TEXT -
◇ ◇ ◇ ◇

Report No Aid for Iraqi Bomb, Honeywell Says
Honeywell Inc. acknowledged Friday that it violated its own internal regulations in selling a report on fuel-air explosives to a Swiss firm, but the giant defense company denied that the transaction contributed to Iraq’s development of the powerful bomb.
Announcing the results of an internal investigation ordered after The Times reported that Iraq had obtained a 300-page Honeywell technical report on fuel-air explosives, the firm said it could find no evidence that it had provided military technology to the Iraqi government.
Honeywell, which has its headquarters in Minneapolis, said the report was sold to Institute for Advanced Technology (IAFT), a Swiss company, in violation of the firm’s own restrictions on export of weapons technology.
According to information obtained by The Times last December, IAFT was acting on behalf of Iraq and Egypt. Honeywell said Friday that it believed the government of Egypt was the Swiss company’s only client.

◇ ◇ ◇ ◇

SUPPLIED MATERIAL -
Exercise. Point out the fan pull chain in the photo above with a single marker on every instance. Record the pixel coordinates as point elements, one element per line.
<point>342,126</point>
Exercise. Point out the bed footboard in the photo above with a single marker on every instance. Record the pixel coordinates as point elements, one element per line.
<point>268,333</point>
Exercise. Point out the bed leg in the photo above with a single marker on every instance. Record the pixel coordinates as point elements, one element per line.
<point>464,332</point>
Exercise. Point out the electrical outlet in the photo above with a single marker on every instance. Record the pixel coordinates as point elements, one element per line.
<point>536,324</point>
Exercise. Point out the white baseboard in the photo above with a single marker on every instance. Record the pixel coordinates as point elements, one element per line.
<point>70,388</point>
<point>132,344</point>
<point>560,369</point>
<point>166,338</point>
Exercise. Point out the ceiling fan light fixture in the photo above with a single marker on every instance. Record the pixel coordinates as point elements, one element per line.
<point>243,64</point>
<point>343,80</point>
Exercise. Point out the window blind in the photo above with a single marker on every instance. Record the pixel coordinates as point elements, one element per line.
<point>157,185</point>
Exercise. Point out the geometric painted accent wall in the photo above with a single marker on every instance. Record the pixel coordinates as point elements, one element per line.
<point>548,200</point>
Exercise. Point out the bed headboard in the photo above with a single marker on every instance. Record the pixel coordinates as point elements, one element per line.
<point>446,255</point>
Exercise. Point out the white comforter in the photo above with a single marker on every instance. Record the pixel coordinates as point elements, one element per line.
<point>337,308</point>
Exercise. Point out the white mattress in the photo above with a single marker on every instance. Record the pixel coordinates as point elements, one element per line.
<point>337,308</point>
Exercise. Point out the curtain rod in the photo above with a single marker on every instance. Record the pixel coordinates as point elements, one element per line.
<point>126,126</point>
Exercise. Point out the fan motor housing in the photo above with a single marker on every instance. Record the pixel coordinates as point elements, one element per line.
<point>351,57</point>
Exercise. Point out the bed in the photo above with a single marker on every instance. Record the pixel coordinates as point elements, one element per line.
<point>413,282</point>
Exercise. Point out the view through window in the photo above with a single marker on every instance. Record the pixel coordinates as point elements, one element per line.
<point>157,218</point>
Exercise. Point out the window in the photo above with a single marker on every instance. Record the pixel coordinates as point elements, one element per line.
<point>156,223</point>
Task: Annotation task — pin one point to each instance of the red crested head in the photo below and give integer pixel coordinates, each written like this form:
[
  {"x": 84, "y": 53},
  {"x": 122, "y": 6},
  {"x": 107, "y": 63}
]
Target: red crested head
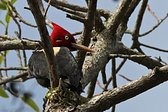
[{"x": 61, "y": 37}]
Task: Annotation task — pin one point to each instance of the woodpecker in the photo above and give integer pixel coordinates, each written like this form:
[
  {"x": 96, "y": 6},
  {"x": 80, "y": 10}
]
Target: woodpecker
[{"x": 66, "y": 66}]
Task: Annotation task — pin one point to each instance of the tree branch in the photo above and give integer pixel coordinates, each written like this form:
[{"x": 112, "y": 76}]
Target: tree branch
[
  {"x": 40, "y": 20},
  {"x": 132, "y": 89},
  {"x": 18, "y": 44}
]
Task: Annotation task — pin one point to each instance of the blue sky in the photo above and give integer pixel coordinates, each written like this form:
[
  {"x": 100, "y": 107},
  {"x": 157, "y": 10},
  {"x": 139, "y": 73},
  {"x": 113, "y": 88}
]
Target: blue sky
[{"x": 154, "y": 100}]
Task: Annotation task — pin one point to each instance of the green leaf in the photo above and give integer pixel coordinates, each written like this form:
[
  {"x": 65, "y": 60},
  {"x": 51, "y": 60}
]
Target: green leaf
[
  {"x": 31, "y": 103},
  {"x": 13, "y": 1},
  {"x": 1, "y": 22},
  {"x": 2, "y": 6},
  {"x": 4, "y": 1},
  {"x": 3, "y": 93},
  {"x": 1, "y": 59},
  {"x": 8, "y": 18}
]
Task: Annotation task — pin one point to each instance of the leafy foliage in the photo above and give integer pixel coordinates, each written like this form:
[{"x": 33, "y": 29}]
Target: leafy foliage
[
  {"x": 3, "y": 93},
  {"x": 30, "y": 102}
]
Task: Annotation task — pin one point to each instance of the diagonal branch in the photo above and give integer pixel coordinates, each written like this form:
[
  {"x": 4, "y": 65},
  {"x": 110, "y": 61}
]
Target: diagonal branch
[
  {"x": 132, "y": 89},
  {"x": 145, "y": 61},
  {"x": 18, "y": 44}
]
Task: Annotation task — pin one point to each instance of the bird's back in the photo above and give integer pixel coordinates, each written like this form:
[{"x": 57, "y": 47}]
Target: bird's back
[{"x": 66, "y": 66}]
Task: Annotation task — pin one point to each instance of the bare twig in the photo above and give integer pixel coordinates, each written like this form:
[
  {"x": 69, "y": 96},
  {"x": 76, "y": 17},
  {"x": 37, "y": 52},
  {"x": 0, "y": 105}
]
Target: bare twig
[
  {"x": 154, "y": 27},
  {"x": 135, "y": 33},
  {"x": 91, "y": 88},
  {"x": 114, "y": 79},
  {"x": 152, "y": 13},
  {"x": 17, "y": 15},
  {"x": 47, "y": 8},
  {"x": 134, "y": 88},
  {"x": 13, "y": 68},
  {"x": 77, "y": 18},
  {"x": 18, "y": 44},
  {"x": 117, "y": 70},
  {"x": 155, "y": 48},
  {"x": 22, "y": 75},
  {"x": 126, "y": 78},
  {"x": 40, "y": 20},
  {"x": 127, "y": 56},
  {"x": 103, "y": 72},
  {"x": 58, "y": 4}
]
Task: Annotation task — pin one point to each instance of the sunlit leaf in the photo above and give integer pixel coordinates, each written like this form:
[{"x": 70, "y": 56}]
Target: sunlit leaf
[
  {"x": 8, "y": 18},
  {"x": 1, "y": 59},
  {"x": 4, "y": 1},
  {"x": 1, "y": 22},
  {"x": 13, "y": 1},
  {"x": 31, "y": 103},
  {"x": 3, "y": 93},
  {"x": 2, "y": 6}
]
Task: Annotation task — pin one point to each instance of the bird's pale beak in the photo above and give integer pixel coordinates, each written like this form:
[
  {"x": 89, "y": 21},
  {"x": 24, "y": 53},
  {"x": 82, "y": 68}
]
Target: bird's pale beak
[{"x": 82, "y": 47}]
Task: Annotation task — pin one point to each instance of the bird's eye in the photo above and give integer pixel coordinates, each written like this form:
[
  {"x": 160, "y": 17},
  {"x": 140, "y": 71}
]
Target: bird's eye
[{"x": 66, "y": 37}]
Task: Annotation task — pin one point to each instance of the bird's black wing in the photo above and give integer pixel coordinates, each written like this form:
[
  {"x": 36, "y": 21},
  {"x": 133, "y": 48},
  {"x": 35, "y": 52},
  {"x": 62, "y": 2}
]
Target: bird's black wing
[{"x": 67, "y": 66}]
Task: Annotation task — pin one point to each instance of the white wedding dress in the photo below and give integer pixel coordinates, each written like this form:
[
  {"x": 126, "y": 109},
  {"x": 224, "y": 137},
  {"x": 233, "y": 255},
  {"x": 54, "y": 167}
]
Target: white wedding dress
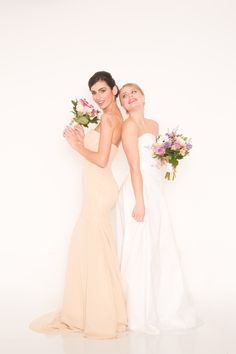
[{"x": 157, "y": 298}]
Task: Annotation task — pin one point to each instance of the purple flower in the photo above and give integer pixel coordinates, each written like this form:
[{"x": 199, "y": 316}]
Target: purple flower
[
  {"x": 189, "y": 146},
  {"x": 167, "y": 145},
  {"x": 160, "y": 150}
]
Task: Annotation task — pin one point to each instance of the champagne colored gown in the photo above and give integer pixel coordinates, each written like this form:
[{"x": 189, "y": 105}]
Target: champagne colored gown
[{"x": 94, "y": 302}]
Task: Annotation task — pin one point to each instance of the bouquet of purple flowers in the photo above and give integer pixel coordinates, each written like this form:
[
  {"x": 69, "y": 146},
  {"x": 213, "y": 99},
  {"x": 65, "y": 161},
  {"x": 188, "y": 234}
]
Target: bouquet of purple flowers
[{"x": 169, "y": 149}]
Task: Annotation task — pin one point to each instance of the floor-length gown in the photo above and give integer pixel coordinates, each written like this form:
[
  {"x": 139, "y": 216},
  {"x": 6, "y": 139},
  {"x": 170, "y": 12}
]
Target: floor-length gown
[
  {"x": 94, "y": 302},
  {"x": 157, "y": 298}
]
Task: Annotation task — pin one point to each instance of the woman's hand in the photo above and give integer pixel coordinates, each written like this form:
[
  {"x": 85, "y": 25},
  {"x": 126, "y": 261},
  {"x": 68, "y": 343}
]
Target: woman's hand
[
  {"x": 138, "y": 212},
  {"x": 79, "y": 133},
  {"x": 72, "y": 137}
]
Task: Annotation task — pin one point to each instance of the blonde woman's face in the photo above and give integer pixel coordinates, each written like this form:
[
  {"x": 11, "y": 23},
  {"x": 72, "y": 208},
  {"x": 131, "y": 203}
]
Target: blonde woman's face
[{"x": 131, "y": 98}]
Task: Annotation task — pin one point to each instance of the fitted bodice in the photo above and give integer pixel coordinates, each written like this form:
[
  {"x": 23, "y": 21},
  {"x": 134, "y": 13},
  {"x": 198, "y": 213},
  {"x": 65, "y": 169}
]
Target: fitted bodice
[{"x": 147, "y": 162}]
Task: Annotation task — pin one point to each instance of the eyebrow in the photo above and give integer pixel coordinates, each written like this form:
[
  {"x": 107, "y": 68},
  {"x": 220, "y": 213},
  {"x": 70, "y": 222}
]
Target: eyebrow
[{"x": 101, "y": 88}]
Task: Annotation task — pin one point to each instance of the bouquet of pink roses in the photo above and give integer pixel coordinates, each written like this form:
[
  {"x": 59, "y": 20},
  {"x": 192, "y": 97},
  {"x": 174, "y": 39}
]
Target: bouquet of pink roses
[
  {"x": 170, "y": 148},
  {"x": 84, "y": 113}
]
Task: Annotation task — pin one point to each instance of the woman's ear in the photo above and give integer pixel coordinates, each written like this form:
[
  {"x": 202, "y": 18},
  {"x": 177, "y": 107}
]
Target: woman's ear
[{"x": 115, "y": 90}]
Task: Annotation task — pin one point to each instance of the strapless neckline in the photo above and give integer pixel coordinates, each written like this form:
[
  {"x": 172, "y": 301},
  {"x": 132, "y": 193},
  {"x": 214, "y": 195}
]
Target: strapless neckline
[{"x": 99, "y": 134}]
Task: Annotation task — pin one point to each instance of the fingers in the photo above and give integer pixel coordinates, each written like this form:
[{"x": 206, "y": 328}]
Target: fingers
[{"x": 68, "y": 131}]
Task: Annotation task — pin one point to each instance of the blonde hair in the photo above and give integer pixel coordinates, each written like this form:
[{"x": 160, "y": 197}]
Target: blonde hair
[{"x": 133, "y": 85}]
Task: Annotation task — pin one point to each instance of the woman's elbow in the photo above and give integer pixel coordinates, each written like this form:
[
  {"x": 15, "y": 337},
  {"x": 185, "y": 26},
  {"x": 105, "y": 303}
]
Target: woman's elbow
[{"x": 102, "y": 162}]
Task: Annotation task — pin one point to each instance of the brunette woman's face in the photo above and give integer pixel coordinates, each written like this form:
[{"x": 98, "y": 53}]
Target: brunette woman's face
[
  {"x": 131, "y": 98},
  {"x": 102, "y": 94}
]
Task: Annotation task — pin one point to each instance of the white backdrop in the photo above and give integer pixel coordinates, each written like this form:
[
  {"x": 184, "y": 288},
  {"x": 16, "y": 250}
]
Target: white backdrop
[{"x": 183, "y": 54}]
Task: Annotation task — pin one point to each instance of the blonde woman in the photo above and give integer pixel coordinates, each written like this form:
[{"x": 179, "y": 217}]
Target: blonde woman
[{"x": 157, "y": 297}]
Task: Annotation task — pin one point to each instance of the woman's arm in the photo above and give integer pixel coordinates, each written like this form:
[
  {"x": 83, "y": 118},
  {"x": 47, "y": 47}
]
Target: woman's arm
[
  {"x": 100, "y": 157},
  {"x": 130, "y": 145}
]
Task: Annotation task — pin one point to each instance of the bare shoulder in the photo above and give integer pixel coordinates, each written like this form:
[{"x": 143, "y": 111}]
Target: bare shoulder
[
  {"x": 129, "y": 127},
  {"x": 106, "y": 120}
]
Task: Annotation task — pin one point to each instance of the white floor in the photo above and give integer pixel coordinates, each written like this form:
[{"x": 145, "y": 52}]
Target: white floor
[{"x": 216, "y": 336}]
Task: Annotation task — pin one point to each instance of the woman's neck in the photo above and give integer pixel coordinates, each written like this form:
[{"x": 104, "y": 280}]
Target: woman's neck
[
  {"x": 112, "y": 108},
  {"x": 138, "y": 117}
]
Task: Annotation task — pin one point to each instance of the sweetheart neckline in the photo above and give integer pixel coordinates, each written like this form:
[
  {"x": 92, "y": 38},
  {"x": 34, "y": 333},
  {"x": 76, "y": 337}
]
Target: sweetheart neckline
[
  {"x": 140, "y": 136},
  {"x": 111, "y": 143}
]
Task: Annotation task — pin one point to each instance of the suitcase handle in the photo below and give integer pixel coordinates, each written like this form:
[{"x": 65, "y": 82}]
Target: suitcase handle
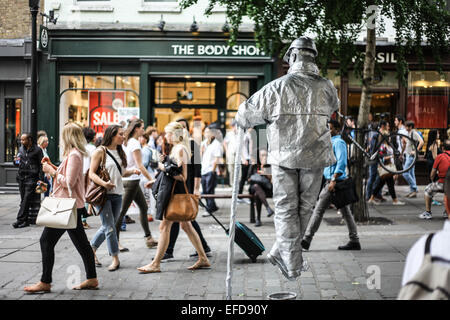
[{"x": 220, "y": 223}]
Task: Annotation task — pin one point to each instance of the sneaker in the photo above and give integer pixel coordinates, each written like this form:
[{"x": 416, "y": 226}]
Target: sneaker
[
  {"x": 351, "y": 245},
  {"x": 128, "y": 220},
  {"x": 207, "y": 251},
  {"x": 381, "y": 199},
  {"x": 425, "y": 215},
  {"x": 150, "y": 242},
  {"x": 167, "y": 257},
  {"x": 305, "y": 244}
]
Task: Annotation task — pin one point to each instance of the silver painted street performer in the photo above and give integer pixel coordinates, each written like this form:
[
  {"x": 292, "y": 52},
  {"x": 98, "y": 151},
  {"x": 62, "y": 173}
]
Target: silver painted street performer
[{"x": 296, "y": 109}]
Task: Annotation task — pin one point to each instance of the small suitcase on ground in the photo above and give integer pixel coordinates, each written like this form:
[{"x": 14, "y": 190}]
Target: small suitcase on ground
[{"x": 245, "y": 238}]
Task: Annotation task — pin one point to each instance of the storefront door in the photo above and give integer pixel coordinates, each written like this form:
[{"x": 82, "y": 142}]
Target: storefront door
[{"x": 382, "y": 107}]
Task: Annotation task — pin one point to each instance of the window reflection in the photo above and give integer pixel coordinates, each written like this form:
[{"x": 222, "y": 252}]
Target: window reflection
[
  {"x": 13, "y": 108},
  {"x": 189, "y": 92}
]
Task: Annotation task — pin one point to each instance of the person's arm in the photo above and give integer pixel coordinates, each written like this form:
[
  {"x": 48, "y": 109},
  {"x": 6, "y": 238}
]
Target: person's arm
[
  {"x": 137, "y": 155},
  {"x": 40, "y": 156},
  {"x": 96, "y": 159},
  {"x": 340, "y": 153},
  {"x": 183, "y": 155},
  {"x": 70, "y": 180},
  {"x": 419, "y": 147},
  {"x": 433, "y": 174}
]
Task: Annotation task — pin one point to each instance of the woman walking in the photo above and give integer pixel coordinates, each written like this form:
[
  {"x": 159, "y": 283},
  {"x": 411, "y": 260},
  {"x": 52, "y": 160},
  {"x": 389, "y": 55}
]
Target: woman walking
[
  {"x": 387, "y": 153},
  {"x": 43, "y": 144},
  {"x": 115, "y": 164},
  {"x": 68, "y": 182},
  {"x": 433, "y": 149},
  {"x": 133, "y": 191},
  {"x": 178, "y": 137}
]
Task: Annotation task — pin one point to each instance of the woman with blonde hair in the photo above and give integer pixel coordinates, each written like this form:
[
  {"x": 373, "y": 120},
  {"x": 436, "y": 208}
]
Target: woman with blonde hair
[
  {"x": 178, "y": 137},
  {"x": 133, "y": 191},
  {"x": 68, "y": 183}
]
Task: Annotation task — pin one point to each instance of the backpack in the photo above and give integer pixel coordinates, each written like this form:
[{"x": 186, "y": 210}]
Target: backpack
[{"x": 431, "y": 282}]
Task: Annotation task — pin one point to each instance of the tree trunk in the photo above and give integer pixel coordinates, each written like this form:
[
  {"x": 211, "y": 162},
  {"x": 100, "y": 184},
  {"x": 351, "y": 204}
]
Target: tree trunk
[{"x": 358, "y": 170}]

◇ ◇ ◇ ◇

EXERCISE SET -
**1.** In the Honeywell article, which city is named as the site of Honeywell's headquarters?
**2.** Please carry the Honeywell article forward from its final sentence.
The rows have nothing to do with the Honeywell article.

SET OF ANSWERS -
**1.** Minneapolis

**2.**
According to an internal investigation conducted by the law firm of Covington & Burling, Honeywell sold several studies on fuel-air explosives to IAFT in 1984 and possibly early 1985.
However, Honeywell’s investigative report said the documents “contained no information or analysis not readily available to any qualified engineer, without access to classified information, and was so elementary that it could not have made any material contribution to the Iraqi (fuel-air explosives) capability.”